>>
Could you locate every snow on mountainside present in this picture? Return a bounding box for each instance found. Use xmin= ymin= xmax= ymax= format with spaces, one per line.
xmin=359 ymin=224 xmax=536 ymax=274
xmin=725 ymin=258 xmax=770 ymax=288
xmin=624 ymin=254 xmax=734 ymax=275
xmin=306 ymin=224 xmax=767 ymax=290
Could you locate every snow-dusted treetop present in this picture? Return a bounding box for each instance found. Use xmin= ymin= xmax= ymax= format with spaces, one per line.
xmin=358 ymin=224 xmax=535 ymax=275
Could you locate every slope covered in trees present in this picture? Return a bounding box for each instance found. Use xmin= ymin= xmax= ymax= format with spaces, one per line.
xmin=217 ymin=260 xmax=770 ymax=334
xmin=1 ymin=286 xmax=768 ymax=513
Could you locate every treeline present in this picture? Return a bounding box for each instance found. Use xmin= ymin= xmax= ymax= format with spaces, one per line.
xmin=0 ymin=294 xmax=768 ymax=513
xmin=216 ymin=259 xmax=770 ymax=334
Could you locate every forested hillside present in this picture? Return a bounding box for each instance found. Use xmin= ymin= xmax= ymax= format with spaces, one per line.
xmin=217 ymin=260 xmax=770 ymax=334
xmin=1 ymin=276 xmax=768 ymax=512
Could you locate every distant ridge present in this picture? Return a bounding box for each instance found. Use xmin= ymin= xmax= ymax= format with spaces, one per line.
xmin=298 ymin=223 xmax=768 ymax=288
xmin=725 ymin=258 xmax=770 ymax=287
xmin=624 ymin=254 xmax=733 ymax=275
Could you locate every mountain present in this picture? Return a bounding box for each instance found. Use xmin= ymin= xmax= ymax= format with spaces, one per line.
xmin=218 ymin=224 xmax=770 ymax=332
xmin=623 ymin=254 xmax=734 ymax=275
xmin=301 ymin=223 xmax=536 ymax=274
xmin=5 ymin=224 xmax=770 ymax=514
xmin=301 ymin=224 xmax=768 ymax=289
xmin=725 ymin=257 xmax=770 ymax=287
<<
EXERCISE REQUIREMENTS: Print the entries above exactly as they were written, down to the last line.

WRITTEN SOLUTION:
Could you locate every snow on mountainside present in this picture? Return a bounding box for each instance found. Use xmin= ymin= xmax= ymax= format with spaces, one per line.
xmin=359 ymin=224 xmax=536 ymax=274
xmin=725 ymin=258 xmax=770 ymax=288
xmin=624 ymin=254 xmax=734 ymax=275
xmin=306 ymin=224 xmax=767 ymax=290
Could you locate every snow-dusted treetop present in this picture? Return a bounding box for each instance found. Use xmin= ymin= xmax= ymax= format with spaces, one per line.
xmin=358 ymin=224 xmax=535 ymax=275
Could you locate every slope covered in trees present in this picture? Return a bounding box for each instance found. Use xmin= ymin= xmax= ymax= format with spaces, one per line.
xmin=217 ymin=260 xmax=770 ymax=334
xmin=1 ymin=286 xmax=768 ymax=513
Could you locate every treeline present in this picture? Return a bounding box for each instance found. Use xmin= ymin= xmax= ymax= format with spaces, one per line.
xmin=0 ymin=294 xmax=768 ymax=513
xmin=216 ymin=259 xmax=770 ymax=334
Could you locate every forested hillside present in this picture? Return a bounding box for each instance found. Use xmin= ymin= xmax= ymax= format with spaces, one per line.
xmin=217 ymin=260 xmax=770 ymax=334
xmin=1 ymin=276 xmax=768 ymax=512
Could you locate every distant ridge present in this picture? Return a bounding box for each instance found. Use xmin= ymin= xmax= ymax= format with spaces, one per line.
xmin=298 ymin=223 xmax=768 ymax=288
xmin=725 ymin=258 xmax=770 ymax=287
xmin=624 ymin=254 xmax=733 ymax=275
Could you locate every mountain present in this picture? Return a bounding box for each instance found. Use xmin= ymin= xmax= ymax= format with spaces, one per line.
xmin=218 ymin=224 xmax=770 ymax=332
xmin=623 ymin=254 xmax=734 ymax=275
xmin=301 ymin=223 xmax=536 ymax=274
xmin=5 ymin=224 xmax=770 ymax=514
xmin=301 ymin=224 xmax=768 ymax=289
xmin=725 ymin=257 xmax=770 ymax=287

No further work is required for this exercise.